== Entries supplied

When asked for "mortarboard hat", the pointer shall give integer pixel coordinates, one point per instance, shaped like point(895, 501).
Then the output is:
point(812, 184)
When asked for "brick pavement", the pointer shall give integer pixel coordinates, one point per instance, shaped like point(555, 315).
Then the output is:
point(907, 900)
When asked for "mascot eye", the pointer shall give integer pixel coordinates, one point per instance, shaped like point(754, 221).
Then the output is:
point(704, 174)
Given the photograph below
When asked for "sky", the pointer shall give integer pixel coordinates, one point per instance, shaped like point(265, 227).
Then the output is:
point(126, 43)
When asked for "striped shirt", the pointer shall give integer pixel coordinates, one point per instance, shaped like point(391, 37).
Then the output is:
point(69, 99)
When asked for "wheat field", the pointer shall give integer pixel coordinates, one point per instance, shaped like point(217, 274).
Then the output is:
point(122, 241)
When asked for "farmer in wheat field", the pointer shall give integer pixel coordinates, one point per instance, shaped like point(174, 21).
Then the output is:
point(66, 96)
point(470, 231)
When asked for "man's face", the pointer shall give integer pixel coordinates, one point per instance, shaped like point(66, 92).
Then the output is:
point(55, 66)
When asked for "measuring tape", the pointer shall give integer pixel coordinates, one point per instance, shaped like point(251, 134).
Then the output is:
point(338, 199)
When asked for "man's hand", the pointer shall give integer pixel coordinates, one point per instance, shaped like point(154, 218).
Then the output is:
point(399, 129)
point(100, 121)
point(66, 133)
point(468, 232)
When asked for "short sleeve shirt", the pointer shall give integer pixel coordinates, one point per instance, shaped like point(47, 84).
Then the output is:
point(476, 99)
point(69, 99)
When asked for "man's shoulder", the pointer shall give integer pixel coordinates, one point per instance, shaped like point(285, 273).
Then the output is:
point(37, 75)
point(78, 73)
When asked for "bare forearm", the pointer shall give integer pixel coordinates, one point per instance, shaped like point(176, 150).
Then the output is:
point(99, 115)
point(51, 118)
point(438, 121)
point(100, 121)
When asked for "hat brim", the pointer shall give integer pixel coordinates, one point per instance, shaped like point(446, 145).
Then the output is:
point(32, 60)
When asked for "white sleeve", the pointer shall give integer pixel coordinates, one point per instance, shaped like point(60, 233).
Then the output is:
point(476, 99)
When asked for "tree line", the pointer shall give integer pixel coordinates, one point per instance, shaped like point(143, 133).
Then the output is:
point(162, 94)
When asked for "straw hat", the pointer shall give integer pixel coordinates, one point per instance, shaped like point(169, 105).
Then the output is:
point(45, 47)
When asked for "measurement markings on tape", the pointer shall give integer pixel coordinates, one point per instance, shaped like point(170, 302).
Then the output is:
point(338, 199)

====

• _Work instruction_
Copy every line of the data where "tape" is found.

• _Your response_
When asked for "measuring tape", the pointer shall give integer pixel coordinates, one point per instance, shaped like point(251, 134).
When asked for "measurement markings on tape", the pointer shall give integer pixel coordinates, one point per instance, shaped like point(170, 302).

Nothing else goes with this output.